If you have a four-year-old, you’re probably all too aware: you’ve got a big decision coming.  Is your child ready for kindergarten?

Chances are, this wasn't a big deal when you were small.  For decades,  a child who turned five within a calendar year was generally accepted into kindergarten in September. As long as you turned five by around December 1, you started school along with everyone else.

But that was also when kindergarten was not the academic place it is now.  While a successful year in 1978 may have meant mastering blocks and paint, today it includes handling pencil, paper, books, and playground rules, too.

Not surprisingly,  some parents are turning to “redshirting” when it’s time for kindergarten: delaying their children’s entrance by a year, a practice once reserved for college athletes seeking a competitive advantage.   Some schools have even supported such an approach by moving their “cut-off” dates to September, or even to June.  

So if you have a child on the verge of kindergarten, what should you do?  Recent research from the Center for Education Statistics (NCES) shows that nearly 10% of all kindergarten-age children are now redshirted, with the incidence highest for boys who were born late in the year.    While there is no one answer, research on short and long-term effects does suggest these pros and cons:

SHORT TERM EFFECTS: As a group, redshirted kids do appear to have advantages in motor skills and size, and they are more confident than peers who began school young. However, when they are much bigger than classmates, they may feel somewhat alienated. Large spans in  age and ability may also make it harder for teachers to manage a class.

GIVEN ENTRIES:
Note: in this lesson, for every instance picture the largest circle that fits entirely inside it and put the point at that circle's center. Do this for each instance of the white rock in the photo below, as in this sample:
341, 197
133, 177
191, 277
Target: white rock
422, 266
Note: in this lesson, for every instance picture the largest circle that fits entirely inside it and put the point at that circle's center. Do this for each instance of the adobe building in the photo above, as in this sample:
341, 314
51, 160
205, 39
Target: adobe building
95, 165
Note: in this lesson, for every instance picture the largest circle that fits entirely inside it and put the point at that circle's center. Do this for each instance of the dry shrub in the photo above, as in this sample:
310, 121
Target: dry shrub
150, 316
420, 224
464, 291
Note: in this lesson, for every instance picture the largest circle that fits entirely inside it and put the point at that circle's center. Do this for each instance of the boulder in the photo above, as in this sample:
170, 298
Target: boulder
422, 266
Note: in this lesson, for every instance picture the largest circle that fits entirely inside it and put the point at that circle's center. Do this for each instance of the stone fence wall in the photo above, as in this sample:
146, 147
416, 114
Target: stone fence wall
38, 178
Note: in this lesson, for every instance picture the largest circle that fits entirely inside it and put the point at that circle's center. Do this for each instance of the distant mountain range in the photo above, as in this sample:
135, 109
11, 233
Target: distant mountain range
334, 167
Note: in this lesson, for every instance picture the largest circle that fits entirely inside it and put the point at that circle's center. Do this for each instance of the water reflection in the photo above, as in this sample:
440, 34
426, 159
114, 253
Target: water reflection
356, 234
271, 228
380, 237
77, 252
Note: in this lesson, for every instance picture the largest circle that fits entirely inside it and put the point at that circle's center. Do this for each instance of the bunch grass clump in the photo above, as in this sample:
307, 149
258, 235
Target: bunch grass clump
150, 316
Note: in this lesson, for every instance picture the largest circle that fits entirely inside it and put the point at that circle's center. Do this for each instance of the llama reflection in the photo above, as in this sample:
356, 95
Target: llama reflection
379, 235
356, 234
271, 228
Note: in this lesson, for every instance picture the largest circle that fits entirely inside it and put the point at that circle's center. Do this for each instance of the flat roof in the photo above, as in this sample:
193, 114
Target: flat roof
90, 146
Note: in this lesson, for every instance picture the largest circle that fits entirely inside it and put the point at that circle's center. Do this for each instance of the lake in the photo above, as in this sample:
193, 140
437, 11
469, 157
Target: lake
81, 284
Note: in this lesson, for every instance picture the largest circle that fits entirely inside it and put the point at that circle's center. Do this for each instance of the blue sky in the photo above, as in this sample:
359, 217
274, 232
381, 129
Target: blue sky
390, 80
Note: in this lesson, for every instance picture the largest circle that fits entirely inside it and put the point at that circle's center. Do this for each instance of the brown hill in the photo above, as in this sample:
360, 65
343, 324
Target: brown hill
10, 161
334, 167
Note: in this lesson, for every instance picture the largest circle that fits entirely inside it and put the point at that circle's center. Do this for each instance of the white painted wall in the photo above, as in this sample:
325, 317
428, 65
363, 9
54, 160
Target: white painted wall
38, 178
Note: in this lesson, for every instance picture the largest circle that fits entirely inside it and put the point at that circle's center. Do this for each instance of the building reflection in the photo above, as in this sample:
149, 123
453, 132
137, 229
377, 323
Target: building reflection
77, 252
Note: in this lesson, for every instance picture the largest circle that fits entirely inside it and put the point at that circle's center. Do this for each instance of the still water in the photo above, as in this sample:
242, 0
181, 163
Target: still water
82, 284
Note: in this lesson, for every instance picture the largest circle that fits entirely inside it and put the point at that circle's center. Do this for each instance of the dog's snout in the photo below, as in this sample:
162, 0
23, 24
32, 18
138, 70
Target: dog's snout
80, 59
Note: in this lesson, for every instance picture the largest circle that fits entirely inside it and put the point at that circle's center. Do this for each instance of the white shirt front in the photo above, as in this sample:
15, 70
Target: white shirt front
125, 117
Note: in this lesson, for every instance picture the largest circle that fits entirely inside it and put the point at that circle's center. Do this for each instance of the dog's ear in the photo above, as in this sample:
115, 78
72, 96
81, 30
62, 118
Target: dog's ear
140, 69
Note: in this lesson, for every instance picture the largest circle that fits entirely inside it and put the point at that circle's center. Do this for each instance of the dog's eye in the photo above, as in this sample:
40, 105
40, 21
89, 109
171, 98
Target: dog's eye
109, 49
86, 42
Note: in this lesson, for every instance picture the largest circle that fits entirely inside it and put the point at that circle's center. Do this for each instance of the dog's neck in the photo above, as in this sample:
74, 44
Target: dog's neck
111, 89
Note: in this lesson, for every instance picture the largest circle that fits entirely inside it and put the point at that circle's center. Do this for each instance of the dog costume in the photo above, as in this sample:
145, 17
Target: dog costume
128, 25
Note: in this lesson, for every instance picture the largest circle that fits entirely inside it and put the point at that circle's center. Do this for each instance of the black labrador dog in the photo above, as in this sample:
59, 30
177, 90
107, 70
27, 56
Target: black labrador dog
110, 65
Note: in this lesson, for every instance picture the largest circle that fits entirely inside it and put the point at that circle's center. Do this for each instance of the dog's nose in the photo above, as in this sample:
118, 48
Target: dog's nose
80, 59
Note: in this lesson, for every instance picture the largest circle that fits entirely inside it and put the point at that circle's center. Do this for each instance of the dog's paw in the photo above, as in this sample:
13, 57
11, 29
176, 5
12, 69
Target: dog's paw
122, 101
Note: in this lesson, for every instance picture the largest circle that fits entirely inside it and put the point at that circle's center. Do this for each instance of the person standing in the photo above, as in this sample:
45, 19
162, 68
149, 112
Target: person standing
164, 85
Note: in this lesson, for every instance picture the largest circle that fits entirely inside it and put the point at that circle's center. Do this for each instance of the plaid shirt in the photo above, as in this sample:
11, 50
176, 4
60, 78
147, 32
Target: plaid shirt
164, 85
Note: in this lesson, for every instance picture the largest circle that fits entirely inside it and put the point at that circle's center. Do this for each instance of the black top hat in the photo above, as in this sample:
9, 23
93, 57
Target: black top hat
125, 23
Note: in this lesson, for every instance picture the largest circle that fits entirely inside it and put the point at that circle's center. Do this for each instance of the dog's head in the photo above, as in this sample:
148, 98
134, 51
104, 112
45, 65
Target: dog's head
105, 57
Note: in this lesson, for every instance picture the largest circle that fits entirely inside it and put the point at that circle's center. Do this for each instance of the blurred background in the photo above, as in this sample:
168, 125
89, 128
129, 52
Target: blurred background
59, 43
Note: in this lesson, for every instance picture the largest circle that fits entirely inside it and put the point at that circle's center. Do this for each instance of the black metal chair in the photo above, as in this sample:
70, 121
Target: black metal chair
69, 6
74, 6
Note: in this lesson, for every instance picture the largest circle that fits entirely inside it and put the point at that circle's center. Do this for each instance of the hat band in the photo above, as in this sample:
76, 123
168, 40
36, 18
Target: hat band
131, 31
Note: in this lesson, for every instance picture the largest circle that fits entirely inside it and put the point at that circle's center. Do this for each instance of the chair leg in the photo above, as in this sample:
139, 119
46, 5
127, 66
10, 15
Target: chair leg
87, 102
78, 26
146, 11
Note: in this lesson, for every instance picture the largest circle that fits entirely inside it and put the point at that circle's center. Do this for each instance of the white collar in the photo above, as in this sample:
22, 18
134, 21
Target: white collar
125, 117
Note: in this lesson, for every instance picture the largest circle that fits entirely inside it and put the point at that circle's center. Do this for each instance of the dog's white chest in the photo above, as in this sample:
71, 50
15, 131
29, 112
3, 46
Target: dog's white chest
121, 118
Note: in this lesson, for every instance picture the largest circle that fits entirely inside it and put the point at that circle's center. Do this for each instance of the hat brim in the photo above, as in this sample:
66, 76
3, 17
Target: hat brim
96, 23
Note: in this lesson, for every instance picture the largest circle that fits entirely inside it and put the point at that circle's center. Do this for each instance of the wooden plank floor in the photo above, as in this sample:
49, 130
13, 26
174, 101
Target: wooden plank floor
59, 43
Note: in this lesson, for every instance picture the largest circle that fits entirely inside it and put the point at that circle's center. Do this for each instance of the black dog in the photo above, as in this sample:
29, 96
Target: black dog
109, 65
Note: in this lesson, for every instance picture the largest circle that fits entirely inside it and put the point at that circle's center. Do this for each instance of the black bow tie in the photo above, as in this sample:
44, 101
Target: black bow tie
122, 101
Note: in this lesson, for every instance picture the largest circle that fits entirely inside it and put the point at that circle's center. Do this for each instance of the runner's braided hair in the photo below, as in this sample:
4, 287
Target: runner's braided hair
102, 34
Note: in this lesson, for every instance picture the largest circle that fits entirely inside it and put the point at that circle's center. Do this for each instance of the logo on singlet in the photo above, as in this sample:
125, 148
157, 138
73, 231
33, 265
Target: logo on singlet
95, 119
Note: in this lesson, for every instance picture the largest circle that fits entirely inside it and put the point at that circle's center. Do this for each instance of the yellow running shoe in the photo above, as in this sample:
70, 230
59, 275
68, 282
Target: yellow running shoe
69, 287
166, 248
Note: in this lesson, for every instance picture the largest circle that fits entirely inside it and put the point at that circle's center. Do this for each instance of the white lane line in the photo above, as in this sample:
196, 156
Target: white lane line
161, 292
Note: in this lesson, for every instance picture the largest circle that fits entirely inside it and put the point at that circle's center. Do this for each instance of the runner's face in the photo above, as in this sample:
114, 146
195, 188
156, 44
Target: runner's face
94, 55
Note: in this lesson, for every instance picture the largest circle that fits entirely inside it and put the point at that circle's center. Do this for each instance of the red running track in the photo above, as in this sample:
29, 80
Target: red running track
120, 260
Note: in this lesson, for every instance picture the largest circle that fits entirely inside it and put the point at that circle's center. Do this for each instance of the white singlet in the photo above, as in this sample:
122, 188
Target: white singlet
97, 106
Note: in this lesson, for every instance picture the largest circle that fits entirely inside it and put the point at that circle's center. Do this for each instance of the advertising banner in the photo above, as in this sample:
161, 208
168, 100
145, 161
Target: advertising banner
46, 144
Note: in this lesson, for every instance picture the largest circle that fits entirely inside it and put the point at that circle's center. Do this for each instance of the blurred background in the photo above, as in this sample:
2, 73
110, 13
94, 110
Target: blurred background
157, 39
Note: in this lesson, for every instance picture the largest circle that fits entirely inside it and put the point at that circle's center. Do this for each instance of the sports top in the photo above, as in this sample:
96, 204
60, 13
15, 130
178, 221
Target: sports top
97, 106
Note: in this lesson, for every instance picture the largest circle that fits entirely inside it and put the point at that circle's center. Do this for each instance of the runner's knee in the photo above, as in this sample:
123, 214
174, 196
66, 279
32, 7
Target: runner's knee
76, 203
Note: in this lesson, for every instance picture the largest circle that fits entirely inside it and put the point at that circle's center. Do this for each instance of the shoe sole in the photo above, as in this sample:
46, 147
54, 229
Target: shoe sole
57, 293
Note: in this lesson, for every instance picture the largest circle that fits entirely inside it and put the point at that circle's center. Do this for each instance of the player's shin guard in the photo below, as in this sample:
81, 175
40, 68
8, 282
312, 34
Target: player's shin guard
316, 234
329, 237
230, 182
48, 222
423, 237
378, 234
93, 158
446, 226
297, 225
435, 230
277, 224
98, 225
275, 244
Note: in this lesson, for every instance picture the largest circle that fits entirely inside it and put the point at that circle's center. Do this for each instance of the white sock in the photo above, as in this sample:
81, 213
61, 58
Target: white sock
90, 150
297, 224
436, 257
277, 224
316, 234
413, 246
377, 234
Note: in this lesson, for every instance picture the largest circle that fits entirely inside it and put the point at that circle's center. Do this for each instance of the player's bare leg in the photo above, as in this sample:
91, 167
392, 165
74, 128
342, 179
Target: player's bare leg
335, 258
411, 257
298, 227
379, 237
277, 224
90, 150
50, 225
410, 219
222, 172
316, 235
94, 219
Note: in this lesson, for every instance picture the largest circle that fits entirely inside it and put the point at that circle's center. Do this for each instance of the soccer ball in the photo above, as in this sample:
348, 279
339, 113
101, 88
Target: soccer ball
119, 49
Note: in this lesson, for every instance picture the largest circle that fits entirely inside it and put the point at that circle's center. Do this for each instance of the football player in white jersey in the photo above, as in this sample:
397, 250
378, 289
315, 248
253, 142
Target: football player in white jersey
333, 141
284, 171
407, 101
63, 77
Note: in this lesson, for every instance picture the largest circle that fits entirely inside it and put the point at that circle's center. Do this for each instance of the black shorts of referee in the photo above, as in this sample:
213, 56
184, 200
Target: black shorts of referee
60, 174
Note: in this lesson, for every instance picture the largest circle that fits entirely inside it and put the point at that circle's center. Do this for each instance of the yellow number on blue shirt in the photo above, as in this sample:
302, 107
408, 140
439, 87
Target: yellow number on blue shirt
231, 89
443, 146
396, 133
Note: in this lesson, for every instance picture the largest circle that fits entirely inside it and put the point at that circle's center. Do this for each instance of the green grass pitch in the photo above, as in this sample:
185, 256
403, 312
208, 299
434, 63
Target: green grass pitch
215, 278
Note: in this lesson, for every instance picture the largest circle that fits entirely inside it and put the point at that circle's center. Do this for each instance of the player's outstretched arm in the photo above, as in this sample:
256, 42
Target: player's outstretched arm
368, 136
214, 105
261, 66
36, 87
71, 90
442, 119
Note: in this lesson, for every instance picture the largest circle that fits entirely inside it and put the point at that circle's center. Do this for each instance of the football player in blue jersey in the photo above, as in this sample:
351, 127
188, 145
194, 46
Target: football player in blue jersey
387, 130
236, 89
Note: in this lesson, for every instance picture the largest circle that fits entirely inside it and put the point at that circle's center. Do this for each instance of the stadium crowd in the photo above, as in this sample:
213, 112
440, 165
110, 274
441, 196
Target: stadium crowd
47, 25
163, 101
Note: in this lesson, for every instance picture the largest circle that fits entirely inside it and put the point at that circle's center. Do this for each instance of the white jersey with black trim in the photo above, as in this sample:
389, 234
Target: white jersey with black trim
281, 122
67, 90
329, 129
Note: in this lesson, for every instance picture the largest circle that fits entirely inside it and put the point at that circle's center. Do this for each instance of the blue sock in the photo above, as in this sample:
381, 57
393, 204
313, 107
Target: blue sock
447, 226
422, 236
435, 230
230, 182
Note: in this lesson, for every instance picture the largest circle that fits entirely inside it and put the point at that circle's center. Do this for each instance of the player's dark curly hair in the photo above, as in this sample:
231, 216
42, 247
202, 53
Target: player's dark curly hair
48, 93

WHAT IS BEING ASKED:
Transcribe the portion of the kindergarten article starting at "SHORT TERM EFFECTS: As" and ending at "manage a class.". Rely on the kindergarten article alone.

TASK SOLUTION:
SHORT TERM EFFECTS: As a group, redshirted kids do appear to have advantages in motor skills and size, and they are more confident than peers who began school young. However, when they are much bigger than classmates, they may feel somewhat alienated. Large spans in  age and ability may also make it harder for teachers to manage a class.